**Written request:** Can you rewrite the stretch from the line containing "(606,402) (no space after the comma)." through the end of the items below, with every coordinate in the answers multiplied by 2.4 and rounded to a whole number (halves round up), and all other lines kept as they are, and the pictures left out?

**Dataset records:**
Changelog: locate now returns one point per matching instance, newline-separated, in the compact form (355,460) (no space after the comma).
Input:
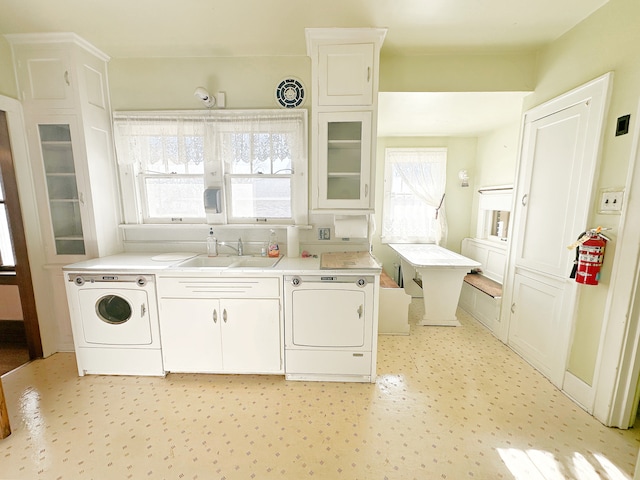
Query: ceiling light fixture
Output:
(204,96)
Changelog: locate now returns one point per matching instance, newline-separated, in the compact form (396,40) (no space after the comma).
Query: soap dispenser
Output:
(212,244)
(274,249)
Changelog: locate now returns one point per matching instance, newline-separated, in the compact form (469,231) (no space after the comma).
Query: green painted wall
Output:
(168,83)
(461,154)
(507,72)
(8,86)
(609,40)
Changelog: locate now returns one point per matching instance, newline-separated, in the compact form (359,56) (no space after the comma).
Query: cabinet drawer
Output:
(194,287)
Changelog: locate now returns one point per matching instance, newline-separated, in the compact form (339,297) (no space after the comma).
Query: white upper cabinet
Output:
(44,75)
(64,90)
(344,160)
(345,74)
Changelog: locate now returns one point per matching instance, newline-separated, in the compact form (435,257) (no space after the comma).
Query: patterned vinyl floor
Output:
(449,403)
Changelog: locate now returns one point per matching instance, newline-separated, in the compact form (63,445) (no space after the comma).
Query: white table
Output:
(442,273)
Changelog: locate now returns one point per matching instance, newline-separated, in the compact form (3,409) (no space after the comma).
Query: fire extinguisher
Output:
(589,256)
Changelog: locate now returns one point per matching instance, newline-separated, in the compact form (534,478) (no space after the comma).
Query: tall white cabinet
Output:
(63,87)
(344,69)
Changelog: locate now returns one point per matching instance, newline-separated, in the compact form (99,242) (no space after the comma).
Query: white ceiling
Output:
(192,28)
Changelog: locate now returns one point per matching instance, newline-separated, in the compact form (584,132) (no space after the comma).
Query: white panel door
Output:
(190,332)
(251,336)
(538,326)
(346,74)
(554,193)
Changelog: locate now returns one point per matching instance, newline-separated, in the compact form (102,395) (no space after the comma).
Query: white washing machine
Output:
(114,318)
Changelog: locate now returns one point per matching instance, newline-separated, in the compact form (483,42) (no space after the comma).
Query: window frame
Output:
(133,192)
(388,184)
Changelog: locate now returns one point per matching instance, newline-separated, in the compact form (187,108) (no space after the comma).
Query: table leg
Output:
(441,289)
(5,428)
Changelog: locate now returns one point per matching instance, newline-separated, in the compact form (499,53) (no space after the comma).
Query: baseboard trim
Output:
(12,332)
(580,392)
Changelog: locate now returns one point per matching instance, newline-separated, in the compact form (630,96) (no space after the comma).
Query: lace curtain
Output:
(265,142)
(423,171)
(162,143)
(248,141)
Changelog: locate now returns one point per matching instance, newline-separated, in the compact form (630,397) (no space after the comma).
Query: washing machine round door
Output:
(113,309)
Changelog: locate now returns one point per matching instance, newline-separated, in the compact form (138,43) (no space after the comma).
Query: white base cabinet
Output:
(204,334)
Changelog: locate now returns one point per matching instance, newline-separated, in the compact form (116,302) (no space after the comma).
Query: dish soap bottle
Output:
(212,244)
(273,250)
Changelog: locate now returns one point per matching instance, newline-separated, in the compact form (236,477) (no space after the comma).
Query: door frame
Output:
(22,276)
(44,344)
(618,367)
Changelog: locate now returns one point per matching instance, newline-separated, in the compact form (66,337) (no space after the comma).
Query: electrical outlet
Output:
(324,234)
(611,201)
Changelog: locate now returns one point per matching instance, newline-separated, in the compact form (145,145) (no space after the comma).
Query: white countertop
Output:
(169,263)
(425,255)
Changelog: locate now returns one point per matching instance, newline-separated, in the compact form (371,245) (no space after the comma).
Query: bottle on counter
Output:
(273,250)
(212,244)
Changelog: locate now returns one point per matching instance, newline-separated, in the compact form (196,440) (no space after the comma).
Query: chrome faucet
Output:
(239,249)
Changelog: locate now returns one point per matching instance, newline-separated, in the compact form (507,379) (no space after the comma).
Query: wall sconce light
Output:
(464,178)
(204,96)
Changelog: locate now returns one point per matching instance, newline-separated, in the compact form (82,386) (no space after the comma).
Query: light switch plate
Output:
(611,201)
(324,234)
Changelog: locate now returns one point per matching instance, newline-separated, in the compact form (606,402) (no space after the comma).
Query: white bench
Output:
(481,294)
(393,308)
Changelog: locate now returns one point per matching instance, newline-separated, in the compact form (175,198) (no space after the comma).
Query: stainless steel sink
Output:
(230,261)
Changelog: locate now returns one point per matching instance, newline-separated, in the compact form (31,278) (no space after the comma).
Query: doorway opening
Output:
(19,331)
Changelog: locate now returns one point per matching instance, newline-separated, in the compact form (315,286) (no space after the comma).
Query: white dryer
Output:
(114,319)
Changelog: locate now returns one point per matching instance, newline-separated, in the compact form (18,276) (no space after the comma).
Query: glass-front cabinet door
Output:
(344,160)
(56,147)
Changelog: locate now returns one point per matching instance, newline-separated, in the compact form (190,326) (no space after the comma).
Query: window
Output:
(262,156)
(256,159)
(413,195)
(494,207)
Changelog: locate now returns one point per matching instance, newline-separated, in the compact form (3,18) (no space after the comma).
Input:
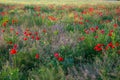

**Complete answer:**
Changelog: locate now returns one point per matching instance, newline-separated, in the compact form (606,402) (no space after the comma).
Query: white bench
Output:
(1154,706)
(943,739)
Changelog: locate now returns one point per matching instance, newline-separated, in the compact form (175,198) (no space after the comma).
Query: stainless steel sink
Output:
(552,626)
Changelog: locate now returns one point per matching instance, newline-separated, in the compact form (31,278) (no space after the comma).
Query: doorway opening
Output:
(46,794)
Changelog: locate now returns one point per matching instance, newline-separated, in the compact form (315,286) (no space after the comma).
Query: white dryer
Output:
(274,766)
Changelog: locate now returns one point per matching instance, newline-separated, in the compact form (18,276) (no space after the comma).
Query: glass-front cabinet door
Output:
(826,384)
(134,353)
Changelog: locate now returns one point per matching instance, newline-separated, in the compact form (190,326) (no space after the comma).
Query: window
Output:
(629,374)
(614,382)
(991,468)
(1186,497)
Changelog: locate now returns one point per matching instance, newline-separated, in the compact form (3,18) (no space after the comma).
Input:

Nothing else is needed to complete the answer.